(Stored data entries)

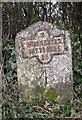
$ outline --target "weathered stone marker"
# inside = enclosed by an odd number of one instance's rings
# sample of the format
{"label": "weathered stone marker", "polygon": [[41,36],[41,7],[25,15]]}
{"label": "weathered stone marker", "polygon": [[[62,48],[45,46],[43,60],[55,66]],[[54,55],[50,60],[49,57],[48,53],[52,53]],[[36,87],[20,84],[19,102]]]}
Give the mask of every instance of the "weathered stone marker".
{"label": "weathered stone marker", "polygon": [[58,98],[71,99],[72,56],[67,31],[40,21],[17,34],[16,51],[18,82],[25,97],[54,89]]}

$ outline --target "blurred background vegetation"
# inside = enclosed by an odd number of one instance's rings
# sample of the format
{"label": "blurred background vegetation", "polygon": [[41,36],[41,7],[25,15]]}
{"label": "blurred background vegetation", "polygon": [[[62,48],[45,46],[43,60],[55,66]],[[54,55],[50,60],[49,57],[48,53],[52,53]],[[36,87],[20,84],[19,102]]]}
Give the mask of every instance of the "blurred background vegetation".
{"label": "blurred background vegetation", "polygon": [[[19,102],[15,36],[38,21],[48,21],[69,30],[72,43],[73,94],[71,103],[36,96],[33,103]],[[64,118],[82,117],[82,2],[7,2],[2,3],[2,117]]]}

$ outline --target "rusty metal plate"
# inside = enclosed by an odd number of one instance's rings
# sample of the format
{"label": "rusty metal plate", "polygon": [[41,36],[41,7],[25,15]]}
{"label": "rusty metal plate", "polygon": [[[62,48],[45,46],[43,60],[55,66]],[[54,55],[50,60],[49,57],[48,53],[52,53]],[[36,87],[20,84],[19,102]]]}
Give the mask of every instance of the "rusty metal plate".
{"label": "rusty metal plate", "polygon": [[37,57],[41,63],[49,63],[53,55],[64,54],[64,35],[54,36],[50,39],[47,31],[39,31],[33,40],[22,42],[24,58]]}

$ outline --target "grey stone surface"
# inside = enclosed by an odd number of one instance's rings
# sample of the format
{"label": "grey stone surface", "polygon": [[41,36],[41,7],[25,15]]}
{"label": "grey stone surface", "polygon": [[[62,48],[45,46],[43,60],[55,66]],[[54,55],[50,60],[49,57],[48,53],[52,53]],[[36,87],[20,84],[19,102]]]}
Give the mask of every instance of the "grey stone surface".
{"label": "grey stone surface", "polygon": [[17,34],[16,53],[18,82],[25,98],[43,94],[48,88],[56,90],[57,99],[71,100],[72,55],[68,31],[47,22],[35,23]]}

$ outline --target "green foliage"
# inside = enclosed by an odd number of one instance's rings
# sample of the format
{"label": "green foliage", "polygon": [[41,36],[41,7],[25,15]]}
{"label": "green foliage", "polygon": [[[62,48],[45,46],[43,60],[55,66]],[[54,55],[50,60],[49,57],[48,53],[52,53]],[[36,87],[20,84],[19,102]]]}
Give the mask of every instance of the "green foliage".
{"label": "green foliage", "polygon": [[[32,21],[37,21],[37,16],[32,17]],[[57,20],[56,25],[62,26],[62,22]],[[77,32],[70,27],[68,23],[64,27],[69,30],[72,40],[72,60],[73,60],[73,81],[74,81],[74,100],[70,103],[61,103],[57,101],[57,92],[55,89],[47,89],[45,95],[43,88],[39,87],[38,92],[31,102],[25,100],[18,101],[20,91],[17,83],[16,56],[14,40],[3,39],[3,118],[64,118],[64,117],[81,117],[82,109],[82,63],[81,63],[81,45]],[[37,93],[37,86],[36,91]],[[43,96],[44,95],[44,96]]]}
{"label": "green foliage", "polygon": [[57,99],[58,94],[57,94],[55,88],[54,89],[47,88],[46,91],[45,91],[45,96],[48,100],[54,101],[54,100]]}
{"label": "green foliage", "polygon": [[39,19],[40,18],[37,15],[34,14],[34,15],[32,15],[32,21],[31,22],[35,23],[35,22],[39,21]]}
{"label": "green foliage", "polygon": [[70,30],[72,40],[72,64],[73,64],[73,80],[74,90],[79,98],[82,98],[82,61],[81,61],[81,45],[79,36],[74,30]]}
{"label": "green foliage", "polygon": [[[66,25],[68,26],[68,25]],[[82,77],[80,60],[80,43],[77,33],[70,29],[73,54],[74,100],[71,103],[57,101],[55,90],[47,90],[44,96],[35,96],[31,102],[16,99],[19,94],[17,86],[15,43],[7,40],[3,44],[4,76],[3,76],[3,118],[54,118],[81,116]],[[36,87],[37,88],[37,87]],[[40,90],[39,90],[40,91]],[[55,94],[54,94],[55,93]],[[19,94],[20,96],[20,94]]]}

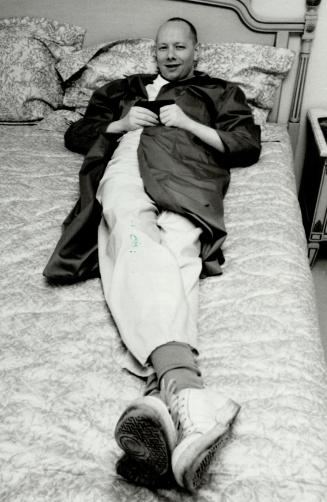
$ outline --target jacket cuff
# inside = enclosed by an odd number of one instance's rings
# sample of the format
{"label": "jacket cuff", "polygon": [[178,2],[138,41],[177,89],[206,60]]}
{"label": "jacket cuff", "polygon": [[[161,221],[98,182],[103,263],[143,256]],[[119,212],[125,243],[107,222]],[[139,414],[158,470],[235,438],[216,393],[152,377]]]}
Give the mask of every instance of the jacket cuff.
{"label": "jacket cuff", "polygon": [[217,133],[225,147],[225,152],[223,154],[233,154],[238,150],[238,141],[235,139],[235,135],[233,133],[227,131],[221,131],[217,129]]}

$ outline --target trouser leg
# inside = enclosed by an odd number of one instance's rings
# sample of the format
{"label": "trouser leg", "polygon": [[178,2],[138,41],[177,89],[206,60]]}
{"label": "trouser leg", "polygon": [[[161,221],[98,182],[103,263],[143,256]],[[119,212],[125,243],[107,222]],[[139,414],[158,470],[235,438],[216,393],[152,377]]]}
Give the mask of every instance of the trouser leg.
{"label": "trouser leg", "polygon": [[[171,342],[157,347],[150,362],[157,375],[157,386],[164,381],[175,380],[177,389],[202,388],[203,381],[196,354],[197,322],[199,310],[199,275],[201,272],[200,228],[183,216],[164,211],[158,218],[161,243],[171,250],[176,258],[183,280],[188,304],[188,344]],[[146,393],[153,388],[148,381]]]}
{"label": "trouser leg", "polygon": [[[170,341],[195,346],[196,323],[184,285],[195,304],[200,265],[193,267],[197,280],[184,278],[181,270],[192,269],[187,265],[190,257],[186,253],[176,258],[167,245],[169,239],[165,236],[162,241],[156,207],[139,182],[108,178],[101,190],[100,272],[105,298],[127,348],[145,365],[155,348]],[[190,234],[190,222],[185,221],[185,233]],[[187,242],[186,249],[190,246]],[[179,248],[184,249],[181,244]]]}
{"label": "trouser leg", "polygon": [[160,242],[174,255],[183,281],[188,305],[188,343],[197,345],[201,229],[180,214],[163,211],[158,217]]}

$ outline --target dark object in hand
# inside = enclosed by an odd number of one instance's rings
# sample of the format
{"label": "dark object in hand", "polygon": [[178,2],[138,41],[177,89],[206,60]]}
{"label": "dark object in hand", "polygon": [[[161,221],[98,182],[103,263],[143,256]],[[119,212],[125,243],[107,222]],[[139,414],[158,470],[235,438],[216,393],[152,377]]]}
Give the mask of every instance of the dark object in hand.
{"label": "dark object in hand", "polygon": [[155,113],[159,118],[160,108],[167,105],[174,105],[175,101],[173,99],[158,99],[157,101],[145,101],[140,99],[135,103],[135,106],[141,106],[142,108],[147,108]]}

## Activity
Quote the data above in full, leaving out the pictures it holds.

## Response to the task
$ outline --target "weathered stone marker"
# inside = enclosed by an odd number of one instance's rings
# sample of the format
{"label": "weathered stone marker", "polygon": [[41,36],[41,7],[25,15]]}
{"label": "weathered stone marker", "polygon": [[[62,48],[45,46],[43,60],[55,66]],[[54,55],[50,60],[49,57],[48,53],[52,53]],[[36,87],[20,84],[19,102]]]}
Give the mask of every instance of the "weathered stone marker".
{"label": "weathered stone marker", "polygon": [[58,98],[71,99],[72,56],[67,31],[40,21],[17,34],[16,51],[18,82],[25,97],[54,89]]}

$ outline --target "blurred background vegetation"
# inside = enclosed by an odd number of one instance's rings
# sample of the format
{"label": "blurred background vegetation", "polygon": [[41,36],[41,7],[25,15]]}
{"label": "blurred background vegetation", "polygon": [[[62,48],[45,46],[43,60],[55,66]],[[54,55],[50,60],[49,57],[48,53],[52,53]],[[36,87],[20,84],[19,102]]]}
Give the mask of every instance of the "blurred background vegetation".
{"label": "blurred background vegetation", "polygon": [[[19,102],[15,36],[38,21],[48,21],[69,30],[72,43],[73,94],[71,103],[36,96],[33,103]],[[64,118],[82,117],[82,2],[7,2],[2,3],[2,117]]]}

$ outline --target "rusty metal plate"
# inside = enclosed by an odd number of one instance's rings
# sample of the format
{"label": "rusty metal plate", "polygon": [[41,36],[41,7],[25,15]]}
{"label": "rusty metal plate", "polygon": [[[62,48],[45,46],[43,60],[55,66]],[[54,55],[50,60],[49,57],[48,53],[52,53]],[[36,87],[20,84],[19,102]]]}
Give the mask of every instance of the "rusty metal plate".
{"label": "rusty metal plate", "polygon": [[37,57],[41,63],[49,63],[53,55],[64,54],[64,35],[54,36],[50,39],[47,31],[39,31],[33,40],[22,42],[24,58]]}

$ outline --target "grey stone surface"
# inside = enclosed by an odd number of one instance's rings
# sample of the format
{"label": "grey stone surface", "polygon": [[41,36],[41,7],[25,15]]}
{"label": "grey stone surface", "polygon": [[[62,48],[45,46],[43,60],[55,66]],[[54,55],[50,60],[49,57],[48,53],[52,53]],[[36,87],[20,84],[19,102]]]}
Give the mask of every instance of the "grey stone surface".
{"label": "grey stone surface", "polygon": [[17,34],[16,53],[18,82],[25,98],[43,94],[48,88],[56,90],[57,99],[71,100],[72,55],[68,31],[47,22],[35,23]]}

$ outline --target "green foliage"
# inside = enclosed by an odd number of one instance's rings
# sample of the format
{"label": "green foliage", "polygon": [[41,36],[41,7],[25,15]]}
{"label": "green foliage", "polygon": [[[62,48],[45,46],[43,60],[55,66]],[[54,55],[50,60],[49,57],[48,53],[52,53]],[[36,87],[20,84],[19,102]]]}
Give the mask of every instance of the "green foliage".
{"label": "green foliage", "polygon": [[[32,21],[37,21],[37,16],[32,17]],[[57,20],[56,25],[62,26],[62,22]],[[77,32],[70,27],[68,23],[64,27],[69,30],[72,40],[72,60],[73,60],[73,81],[74,81],[74,100],[70,103],[61,103],[57,101],[57,92],[55,89],[47,89],[45,95],[43,88],[39,87],[38,92],[31,102],[25,100],[18,101],[20,91],[17,83],[16,56],[14,40],[3,39],[3,118],[64,118],[64,117],[81,117],[82,109],[82,63],[81,63],[81,45]],[[37,93],[37,86],[36,91]],[[43,96],[44,95],[44,96]]]}
{"label": "green foliage", "polygon": [[57,99],[58,94],[57,94],[55,88],[54,89],[47,88],[46,91],[45,91],[45,96],[48,100],[54,101],[54,100]]}
{"label": "green foliage", "polygon": [[39,19],[40,18],[37,15],[34,14],[34,15],[32,15],[32,21],[31,22],[35,23],[35,22],[39,21]]}
{"label": "green foliage", "polygon": [[70,30],[72,40],[72,64],[73,64],[73,80],[74,90],[79,98],[82,98],[82,61],[81,61],[81,45],[79,36],[74,30]]}
{"label": "green foliage", "polygon": [[[66,25],[68,26],[68,25]],[[82,77],[80,60],[80,43],[77,33],[70,29],[73,54],[74,100],[71,103],[57,101],[55,90],[47,90],[44,96],[35,96],[31,102],[16,99],[19,94],[17,86],[15,43],[7,40],[3,44],[4,76],[3,76],[3,118],[54,118],[81,116]],[[36,87],[37,88],[37,87]],[[40,90],[39,90],[40,91]],[[55,94],[54,94],[55,93]],[[19,94],[20,96],[20,94]]]}

$ outline --target jacket cuff
# inside = enclosed by an odd number of one instance's rings
# sample of the format
{"label": "jacket cuff", "polygon": [[178,2],[138,41],[177,89],[206,60]]}
{"label": "jacket cuff", "polygon": [[[161,221],[98,182],[103,263],[143,256]],[[119,212],[125,243],[107,222]],[[139,414],[158,470],[235,438],[216,393],[152,377]]]}
Give the mask of every instance of the jacket cuff.
{"label": "jacket cuff", "polygon": [[217,133],[225,147],[225,152],[223,154],[233,154],[238,150],[238,141],[235,139],[235,135],[233,133],[227,131],[221,131],[217,129]]}

$ outline --target trouser leg
# inside = enclosed by an odd number of one instance's rings
# sample of the format
{"label": "trouser leg", "polygon": [[178,2],[138,41],[177,89],[206,60]]}
{"label": "trouser leg", "polygon": [[[161,221],[98,182],[103,263],[143,256]],[[119,212],[125,243],[107,222]],[[139,414],[158,470],[235,438],[216,393],[152,377]]]}
Give the mask of every instance of the trouser leg.
{"label": "trouser leg", "polygon": [[[171,342],[157,347],[150,362],[157,375],[157,386],[164,381],[175,380],[177,389],[202,388],[203,381],[196,354],[197,322],[199,310],[199,275],[201,272],[200,228],[183,216],[164,211],[158,218],[161,243],[171,250],[176,258],[183,280],[188,304],[188,344]],[[146,393],[153,388],[148,381]]]}
{"label": "trouser leg", "polygon": [[[170,341],[195,346],[196,323],[184,285],[195,304],[200,265],[193,267],[197,280],[184,278],[181,270],[192,269],[187,265],[190,257],[186,253],[176,258],[167,245],[169,239],[165,236],[162,241],[156,207],[139,182],[108,178],[101,190],[100,272],[105,298],[127,348],[145,365],[155,348]],[[190,234],[190,222],[185,221],[185,233]],[[187,242],[186,249],[190,246]],[[179,248],[184,249],[181,244]]]}
{"label": "trouser leg", "polygon": [[160,242],[174,255],[183,281],[188,305],[188,343],[197,345],[201,229],[180,214],[163,211],[158,217]]}

$ outline --target dark object in hand
# inside = enclosed by an odd number of one instance's rings
# sample of the format
{"label": "dark object in hand", "polygon": [[178,2],[138,41],[177,89],[206,60]]}
{"label": "dark object in hand", "polygon": [[[161,221],[98,182],[103,263],[143,256]],[[119,212],[125,243],[107,222]],[[139,414],[158,470],[235,438],[216,393],[152,377]]]}
Give the mask of every instance of the dark object in hand.
{"label": "dark object in hand", "polygon": [[155,113],[159,118],[160,108],[167,105],[174,105],[175,101],[173,99],[158,99],[157,101],[145,101],[140,99],[135,103],[135,106],[141,106],[142,108],[147,108]]}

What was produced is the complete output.